**Reading passage**
********

- Chad L. Coleman as Cutty Wise
- First appearance: "Time After Time" (2004)
- Last appearance: "React Quotes" (2008)
- Created by: David Simon and George Pelecanos
- Portrayed by: Chad L. Coleman

In-universe information
- Alias: Cutty
- Gender: Male
- Occupation: Day laborer and boxing trainer

= Dennis "Cutty" Wise =

Character from The Wire

Dennis "Cutty" Wise is a fictional character inspired by real-life boxing trainer Calvin Ford on the HBO drama The Wire, played by actor Chad Coleman. Wise is a reformed criminal who sets up a boxing gym for neighborhood children. The name "Dennis Wise" was taken from an actual Baltimore contract killer was given a life sentence in prison, then was released in 2017 and has become an anti-violence advocate himself. The nickname "Cutty" originates from the character serving time in the Maryland State Penitentiary in Jessup, Maryland, which was nicknamed "The Cut".

********

**Data in this exercise**

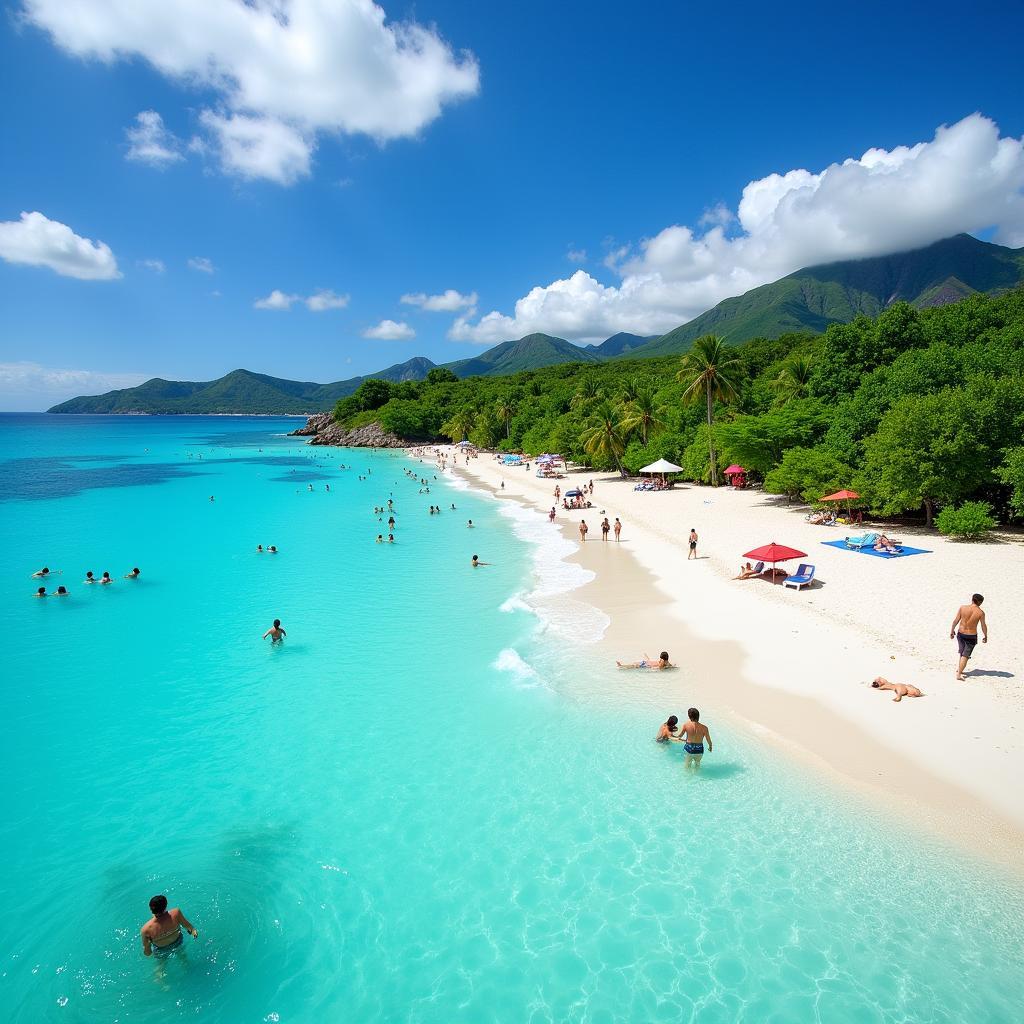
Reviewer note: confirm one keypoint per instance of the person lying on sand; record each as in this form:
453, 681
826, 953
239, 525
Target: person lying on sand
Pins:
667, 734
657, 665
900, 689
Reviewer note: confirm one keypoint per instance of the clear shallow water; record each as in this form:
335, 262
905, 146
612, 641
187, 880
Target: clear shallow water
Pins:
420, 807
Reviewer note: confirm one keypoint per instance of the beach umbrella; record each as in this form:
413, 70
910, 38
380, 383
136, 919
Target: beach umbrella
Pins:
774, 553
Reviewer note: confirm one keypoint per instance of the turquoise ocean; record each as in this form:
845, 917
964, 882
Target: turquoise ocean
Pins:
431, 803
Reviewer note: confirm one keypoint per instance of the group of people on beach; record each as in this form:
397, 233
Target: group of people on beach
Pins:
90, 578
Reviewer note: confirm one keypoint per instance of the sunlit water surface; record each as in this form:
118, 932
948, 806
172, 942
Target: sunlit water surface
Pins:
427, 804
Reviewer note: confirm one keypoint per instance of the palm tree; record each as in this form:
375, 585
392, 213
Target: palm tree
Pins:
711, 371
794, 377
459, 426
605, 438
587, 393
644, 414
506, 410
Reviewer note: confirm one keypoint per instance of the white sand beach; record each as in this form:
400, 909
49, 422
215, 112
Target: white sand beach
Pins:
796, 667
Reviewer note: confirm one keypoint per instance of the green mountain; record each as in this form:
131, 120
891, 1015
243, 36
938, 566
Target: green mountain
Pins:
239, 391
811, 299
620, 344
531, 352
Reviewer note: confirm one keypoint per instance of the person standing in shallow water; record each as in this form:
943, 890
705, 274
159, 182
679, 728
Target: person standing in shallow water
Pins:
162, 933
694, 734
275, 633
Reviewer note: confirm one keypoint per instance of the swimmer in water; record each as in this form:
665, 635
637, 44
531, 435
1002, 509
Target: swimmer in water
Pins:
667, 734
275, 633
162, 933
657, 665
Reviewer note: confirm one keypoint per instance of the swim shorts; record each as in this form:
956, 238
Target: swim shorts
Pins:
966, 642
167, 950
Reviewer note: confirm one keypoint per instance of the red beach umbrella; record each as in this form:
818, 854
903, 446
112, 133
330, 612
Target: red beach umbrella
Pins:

********

**Exercises**
1 > Answer these from the Cutty Wise character profile:
(a) Who created the character?
(b) What occupation is listed for him?
(c) What was the Maryland State Penitentiary in Jessup nicknamed?
2 > In the rows, rename "swim shorts" to "board shorts" throughout the part that opens with the line containing "Reviewer note: confirm one keypoint per instance of the swimmer" and runs through the end of the rows. Give only that part, with nothing else altered.
The rows have no connection to the Cutty Wise character profile.

**Outputs**
1 >
(a) David Simon and George Pelecanos
(b) Day laborer and boxing trainer
(c) "The Cut"

2 >
Reviewer note: confirm one keypoint per instance of the swimmer in water; record each as in this form:
665, 635
637, 44
531, 435
1002, 509
Target: swimmer in water
Pins:
667, 734
275, 633
162, 933
657, 665
Reviewer note: confirm one keypoint per instance of the board shorts; record each as in this form:
956, 238
Target: board shorts
Pins:
966, 642
167, 950
Reviewer note: confirm one keypoint per instance of the red beach umbrella; record each as in this form:
818, 854
903, 446
112, 133
330, 612
Target: red beach umbrella
Pins:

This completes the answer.